Prompt: In the passage below about how stars make elements, how fast does the iron core collapse inward once it reaches 1.4 solar masses?

Selected excerpt:
________________
As a result of gravitational compression, the deeper you go into these stars, the denser the material is – and within the core of the stars, it becomes so hot and dense that it’s like things were three minutes after the Big Bang – and hydrogen undergoes fusion to form helium. And because (unlike the Big Bang) a star’s core can just keep on getting hotter and denser, two helium nuclei can fuse to form carbon and three helium nuclei can fuse to form oxygen and if you fuse carbon with more hydrogen you can form nitrogen.

In mid-range stars that might form red giants, you can get even more nucleosynthesis by what’s called the slow, or s, process – were a seed atom like iron collides with and captures an extra neutron – which then undergoes beta decay to form a proton – and with each such proton addition you get a new element with a higher atomic number (since atomic number is the number of protons in a nucleus). This s process is not really fusion – since, technically, nothing heavier than iron can undergo fusion, but this slow process is an important part of the story of how heavier elements get distributed across the universe – which they do when a red giant blows off its outer layers at the end of its life.

But OK – what about the supernovae? Isn’t this what the podcast is supposed to be about? Well, if a star is massive enough it won’t form a red giant, it will to go to supernova.

Within a massive star the core is hot and dense enough to undergo other types of fusion. These big stars firstly fuse all their hydrogen (over millions of years), then their helium and their carbon (which might take place over only thousands of years), then when those elements run out they will fuse neon, oxygen and silicon (which the star might burn through in just a day or two) – until there’s iron being formed which can’t undergo fusion itself, so it just starts building up as a solid core in the middle of the star. And if the star is big enough that this solid iron core reaches a mass of 1.4 solar masses – remember that’s the Chandrasekhar limit – the core collapses inwards at nearly a quarter of the speed of light as the iron nuclei themselves collapse.
________________
Records provided:
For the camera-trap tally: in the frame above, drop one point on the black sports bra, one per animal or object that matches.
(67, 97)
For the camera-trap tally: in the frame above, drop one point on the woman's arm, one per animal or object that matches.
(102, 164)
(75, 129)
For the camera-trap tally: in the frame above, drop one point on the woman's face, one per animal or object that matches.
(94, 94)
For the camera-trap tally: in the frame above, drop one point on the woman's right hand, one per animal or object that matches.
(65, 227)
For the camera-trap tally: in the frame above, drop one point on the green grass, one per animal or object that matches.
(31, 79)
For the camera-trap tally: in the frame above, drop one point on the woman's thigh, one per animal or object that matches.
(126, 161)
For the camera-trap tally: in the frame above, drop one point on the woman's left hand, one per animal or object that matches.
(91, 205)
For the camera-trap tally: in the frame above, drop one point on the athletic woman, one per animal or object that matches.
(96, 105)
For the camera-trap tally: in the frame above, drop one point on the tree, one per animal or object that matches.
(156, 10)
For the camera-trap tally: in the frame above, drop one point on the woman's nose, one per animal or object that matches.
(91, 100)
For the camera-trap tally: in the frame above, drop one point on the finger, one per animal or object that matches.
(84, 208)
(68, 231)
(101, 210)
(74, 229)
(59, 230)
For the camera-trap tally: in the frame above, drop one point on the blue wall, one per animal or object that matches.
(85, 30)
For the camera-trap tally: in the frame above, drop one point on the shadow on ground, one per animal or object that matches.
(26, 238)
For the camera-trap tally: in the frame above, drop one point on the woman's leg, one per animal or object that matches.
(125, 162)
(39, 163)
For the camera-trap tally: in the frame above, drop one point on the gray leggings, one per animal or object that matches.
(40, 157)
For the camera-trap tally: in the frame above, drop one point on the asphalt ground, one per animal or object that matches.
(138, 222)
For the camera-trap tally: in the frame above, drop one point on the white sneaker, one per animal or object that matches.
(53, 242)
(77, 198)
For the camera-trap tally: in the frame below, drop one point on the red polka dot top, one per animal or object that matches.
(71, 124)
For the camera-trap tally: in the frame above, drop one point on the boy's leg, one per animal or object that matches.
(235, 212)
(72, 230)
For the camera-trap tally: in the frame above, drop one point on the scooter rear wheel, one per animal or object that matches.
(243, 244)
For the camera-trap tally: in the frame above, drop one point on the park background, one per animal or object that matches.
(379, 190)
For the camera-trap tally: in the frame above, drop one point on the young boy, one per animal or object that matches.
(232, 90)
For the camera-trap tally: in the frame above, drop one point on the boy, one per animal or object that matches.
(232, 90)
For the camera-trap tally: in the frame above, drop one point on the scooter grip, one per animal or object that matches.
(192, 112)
________________
Answer for the task: At nearly a quarter of the speed of light.